_Your objective_
Take the lines below between the one holding "[[1003, 17], [129, 414]]" and the one holding "[[591, 503], [612, 509], [634, 320], [923, 456]]", inclusive, and copy them exactly. Add nothing.

_Records for this exercise_
+ + + + +

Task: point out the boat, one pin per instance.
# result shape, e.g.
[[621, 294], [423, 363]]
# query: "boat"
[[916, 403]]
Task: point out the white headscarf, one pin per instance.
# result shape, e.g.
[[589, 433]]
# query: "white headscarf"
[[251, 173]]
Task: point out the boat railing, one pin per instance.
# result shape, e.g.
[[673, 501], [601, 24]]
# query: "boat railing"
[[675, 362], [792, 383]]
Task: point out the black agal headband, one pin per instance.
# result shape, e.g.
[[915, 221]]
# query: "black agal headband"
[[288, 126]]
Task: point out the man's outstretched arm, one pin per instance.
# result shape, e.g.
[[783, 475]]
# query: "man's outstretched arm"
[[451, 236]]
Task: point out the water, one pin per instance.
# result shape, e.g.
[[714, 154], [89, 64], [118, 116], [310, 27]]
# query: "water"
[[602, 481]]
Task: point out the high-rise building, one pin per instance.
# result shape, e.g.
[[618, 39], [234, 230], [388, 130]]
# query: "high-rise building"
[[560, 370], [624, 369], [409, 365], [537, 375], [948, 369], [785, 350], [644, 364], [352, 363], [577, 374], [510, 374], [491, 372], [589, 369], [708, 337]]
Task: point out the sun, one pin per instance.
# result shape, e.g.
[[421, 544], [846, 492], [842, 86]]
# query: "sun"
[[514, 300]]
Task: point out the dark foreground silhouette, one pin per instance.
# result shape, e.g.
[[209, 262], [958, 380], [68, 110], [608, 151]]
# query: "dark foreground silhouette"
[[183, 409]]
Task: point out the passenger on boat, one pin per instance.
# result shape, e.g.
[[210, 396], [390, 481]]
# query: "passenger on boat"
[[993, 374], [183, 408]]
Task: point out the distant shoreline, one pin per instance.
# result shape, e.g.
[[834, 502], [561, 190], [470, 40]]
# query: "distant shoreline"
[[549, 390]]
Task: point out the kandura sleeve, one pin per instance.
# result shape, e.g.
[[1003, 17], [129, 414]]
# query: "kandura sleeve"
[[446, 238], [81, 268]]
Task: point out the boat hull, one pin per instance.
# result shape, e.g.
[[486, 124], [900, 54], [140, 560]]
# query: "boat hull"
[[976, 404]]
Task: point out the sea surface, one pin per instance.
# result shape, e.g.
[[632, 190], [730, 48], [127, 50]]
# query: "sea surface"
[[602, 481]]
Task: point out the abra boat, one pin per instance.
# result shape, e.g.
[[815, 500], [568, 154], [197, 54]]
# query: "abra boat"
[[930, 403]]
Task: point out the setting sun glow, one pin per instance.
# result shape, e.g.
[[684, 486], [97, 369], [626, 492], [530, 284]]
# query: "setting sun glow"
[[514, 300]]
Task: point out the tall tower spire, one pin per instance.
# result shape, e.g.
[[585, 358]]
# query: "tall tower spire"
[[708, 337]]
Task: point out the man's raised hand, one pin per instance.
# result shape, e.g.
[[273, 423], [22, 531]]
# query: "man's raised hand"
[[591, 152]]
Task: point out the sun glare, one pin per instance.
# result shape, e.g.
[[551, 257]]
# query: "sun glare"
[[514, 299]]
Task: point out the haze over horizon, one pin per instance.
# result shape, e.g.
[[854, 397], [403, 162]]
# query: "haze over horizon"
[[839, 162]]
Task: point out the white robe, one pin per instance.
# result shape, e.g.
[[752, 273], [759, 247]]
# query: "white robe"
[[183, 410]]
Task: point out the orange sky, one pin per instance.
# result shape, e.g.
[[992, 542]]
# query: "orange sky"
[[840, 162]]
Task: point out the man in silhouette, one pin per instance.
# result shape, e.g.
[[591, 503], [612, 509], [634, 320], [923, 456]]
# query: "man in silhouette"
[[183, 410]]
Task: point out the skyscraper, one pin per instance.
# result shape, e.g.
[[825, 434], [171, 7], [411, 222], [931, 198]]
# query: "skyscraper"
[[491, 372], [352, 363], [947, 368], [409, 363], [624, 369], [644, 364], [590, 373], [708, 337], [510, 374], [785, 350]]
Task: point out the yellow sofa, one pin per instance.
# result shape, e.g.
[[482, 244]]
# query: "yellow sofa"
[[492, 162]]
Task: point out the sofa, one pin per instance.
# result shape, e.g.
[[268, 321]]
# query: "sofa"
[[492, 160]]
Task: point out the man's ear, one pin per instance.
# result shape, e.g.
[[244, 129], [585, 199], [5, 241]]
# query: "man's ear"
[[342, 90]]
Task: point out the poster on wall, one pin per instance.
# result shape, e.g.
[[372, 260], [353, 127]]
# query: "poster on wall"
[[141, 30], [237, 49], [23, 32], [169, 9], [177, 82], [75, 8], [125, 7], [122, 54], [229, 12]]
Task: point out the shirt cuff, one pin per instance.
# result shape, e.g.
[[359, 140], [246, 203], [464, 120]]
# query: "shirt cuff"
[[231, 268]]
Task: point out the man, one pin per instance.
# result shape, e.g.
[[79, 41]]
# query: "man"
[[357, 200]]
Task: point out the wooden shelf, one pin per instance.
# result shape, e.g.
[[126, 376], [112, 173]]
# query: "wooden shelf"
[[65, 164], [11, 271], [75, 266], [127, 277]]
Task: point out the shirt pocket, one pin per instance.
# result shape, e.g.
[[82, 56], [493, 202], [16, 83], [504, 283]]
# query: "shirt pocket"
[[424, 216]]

+ + + + +

_Problem solution_
[[1003, 17], [129, 414]]
# query: "kandura sleeve"
[[446, 238], [81, 268]]
Task: point out the boat hull, one pin per instance.
# result shape, e.g.
[[486, 124], [900, 54], [140, 560]]
# query: "boat hull"
[[976, 404]]
Task: point out the sea surface, one pin per instance.
# result shape, e.g.
[[632, 190], [730, 48], [127, 50]]
# query: "sea surface"
[[602, 481]]
Task: point out the abra boat, one pin per instance.
# result shape, e.g.
[[815, 500], [568, 154], [197, 54]]
# query: "abra boat"
[[930, 403]]
Task: point out the setting sun glow, one pin per instance.
# result shape, e.g.
[[684, 486], [97, 369], [626, 492], [530, 284]]
# query: "setting sun glow"
[[514, 300]]
Task: point out the tall tower spire, one pin per instance.
# result shape, e.g.
[[585, 358]]
# query: "tall tower spire"
[[708, 337]]
Task: point out the man's raised hand, one pin per instance.
# result shape, e.g.
[[273, 423], [22, 531]]
# query: "man's raised hand"
[[591, 152]]
Task: point out the sun glare, one pin per instance.
# result shape, e.g.
[[551, 257]]
# query: "sun glare"
[[514, 299]]
Task: point out the haze over horizon, one pin per instance.
# result shape, e.g.
[[854, 397], [403, 162]]
# query: "haze over horizon"
[[839, 162]]
Task: point out the white robe, one pin per instance.
# result shape, e.g.
[[752, 273], [759, 247]]
# query: "white robe"
[[183, 410]]
Task: point out the orange sky, one pin per instance.
# result shape, e.g.
[[992, 542]]
# query: "orange sky"
[[840, 162]]
Task: point out the man in silhouette, one pin per instance.
# result shape, e.g.
[[591, 503], [612, 509], [634, 320], [923, 456]]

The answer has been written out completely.